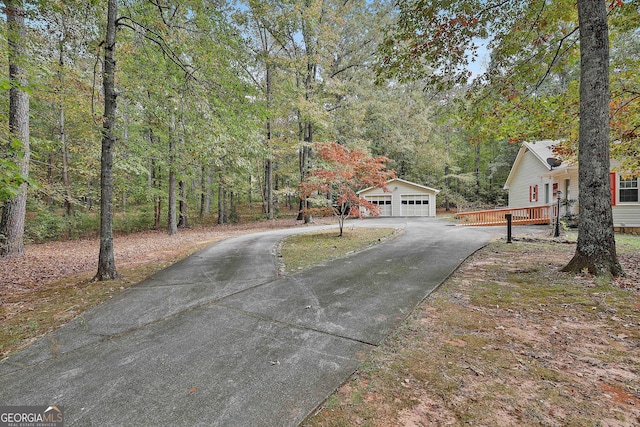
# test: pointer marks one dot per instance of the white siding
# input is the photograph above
(626, 215)
(528, 174)
(396, 189)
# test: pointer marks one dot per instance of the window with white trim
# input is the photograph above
(628, 190)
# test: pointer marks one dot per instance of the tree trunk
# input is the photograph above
(183, 221)
(203, 190)
(596, 249)
(106, 259)
(14, 210)
(172, 225)
(221, 204)
(208, 195)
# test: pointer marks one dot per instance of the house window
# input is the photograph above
(533, 193)
(628, 190)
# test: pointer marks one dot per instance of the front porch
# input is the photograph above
(544, 214)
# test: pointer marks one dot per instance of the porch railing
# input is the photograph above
(528, 215)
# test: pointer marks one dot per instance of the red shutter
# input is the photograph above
(614, 190)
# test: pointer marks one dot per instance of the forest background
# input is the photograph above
(220, 103)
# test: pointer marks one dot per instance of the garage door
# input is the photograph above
(414, 205)
(383, 203)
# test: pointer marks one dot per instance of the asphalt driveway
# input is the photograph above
(220, 339)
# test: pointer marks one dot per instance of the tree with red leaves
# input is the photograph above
(341, 173)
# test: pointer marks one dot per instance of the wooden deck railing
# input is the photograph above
(529, 215)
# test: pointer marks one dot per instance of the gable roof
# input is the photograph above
(542, 150)
(413, 184)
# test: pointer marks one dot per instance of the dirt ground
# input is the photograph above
(508, 340)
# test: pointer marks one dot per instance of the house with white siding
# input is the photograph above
(402, 198)
(537, 175)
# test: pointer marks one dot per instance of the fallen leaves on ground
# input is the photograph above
(508, 340)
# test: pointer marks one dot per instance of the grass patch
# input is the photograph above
(508, 340)
(627, 243)
(303, 250)
(28, 315)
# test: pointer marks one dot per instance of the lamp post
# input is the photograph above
(556, 232)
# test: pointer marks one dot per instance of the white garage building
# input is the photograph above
(402, 198)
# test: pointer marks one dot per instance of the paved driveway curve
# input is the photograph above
(220, 340)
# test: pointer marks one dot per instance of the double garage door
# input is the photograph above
(414, 205)
(383, 203)
(410, 205)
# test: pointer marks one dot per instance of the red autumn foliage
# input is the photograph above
(343, 173)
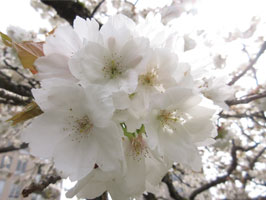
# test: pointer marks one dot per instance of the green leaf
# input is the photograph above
(27, 51)
(6, 40)
(30, 111)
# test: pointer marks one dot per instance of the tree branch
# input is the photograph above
(246, 100)
(219, 179)
(149, 196)
(13, 148)
(172, 190)
(96, 8)
(252, 163)
(250, 66)
(6, 83)
(68, 9)
(13, 99)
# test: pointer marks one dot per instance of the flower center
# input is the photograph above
(167, 118)
(149, 79)
(138, 145)
(112, 69)
(83, 125)
(77, 126)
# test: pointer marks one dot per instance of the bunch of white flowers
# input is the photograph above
(118, 110)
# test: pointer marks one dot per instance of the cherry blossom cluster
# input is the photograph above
(118, 107)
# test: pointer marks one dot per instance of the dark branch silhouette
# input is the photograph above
(250, 66)
(13, 148)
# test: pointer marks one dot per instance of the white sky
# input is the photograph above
(20, 13)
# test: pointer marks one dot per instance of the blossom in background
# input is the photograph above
(118, 107)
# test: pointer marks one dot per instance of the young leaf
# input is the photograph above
(6, 40)
(27, 51)
(30, 111)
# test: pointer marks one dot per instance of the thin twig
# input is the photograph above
(246, 100)
(252, 62)
(96, 8)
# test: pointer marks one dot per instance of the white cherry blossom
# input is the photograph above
(74, 130)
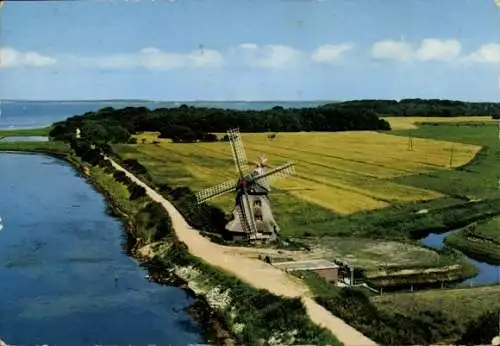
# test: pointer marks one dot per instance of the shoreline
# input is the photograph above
(200, 311)
(212, 329)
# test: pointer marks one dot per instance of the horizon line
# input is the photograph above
(242, 101)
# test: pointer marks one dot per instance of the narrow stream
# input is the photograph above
(488, 274)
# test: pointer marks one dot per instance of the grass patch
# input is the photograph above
(477, 179)
(458, 306)
(251, 314)
(353, 166)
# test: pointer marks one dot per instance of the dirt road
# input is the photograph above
(257, 273)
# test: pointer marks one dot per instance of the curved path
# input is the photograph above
(257, 273)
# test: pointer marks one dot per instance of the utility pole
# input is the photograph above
(451, 154)
(352, 275)
(410, 141)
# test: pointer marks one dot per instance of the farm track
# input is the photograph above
(255, 272)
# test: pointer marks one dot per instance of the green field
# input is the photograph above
(458, 307)
(481, 243)
(478, 179)
(344, 165)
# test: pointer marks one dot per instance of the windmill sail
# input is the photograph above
(215, 191)
(276, 173)
(252, 215)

•••••

DIRECTIONS FOR THIS TASK.
Only the lines from the one with "the dirt road" through the end of the material are wanted; copy them exactly, both ends included.

FULL ANSWER.
# test: pointer marks one dot per instance of the dirt road
# input is the photograph above
(257, 273)
# test: pointer marks one dot per instance of the curved path
# input is the photograph above
(257, 273)
# test: pointer marks one dot per instance of the utility pole
# input is the photograph above
(451, 154)
(352, 275)
(410, 141)
# test: pointer marks one dot per instance of the farm track
# input is the photograph above
(255, 272)
# test: pointer marks one dot per instance of the green field
# input is the photograph above
(458, 307)
(481, 243)
(478, 179)
(344, 165)
# test: pointer marks one dot per instance of the windmill sail
# input is the photograph above
(215, 191)
(276, 173)
(252, 215)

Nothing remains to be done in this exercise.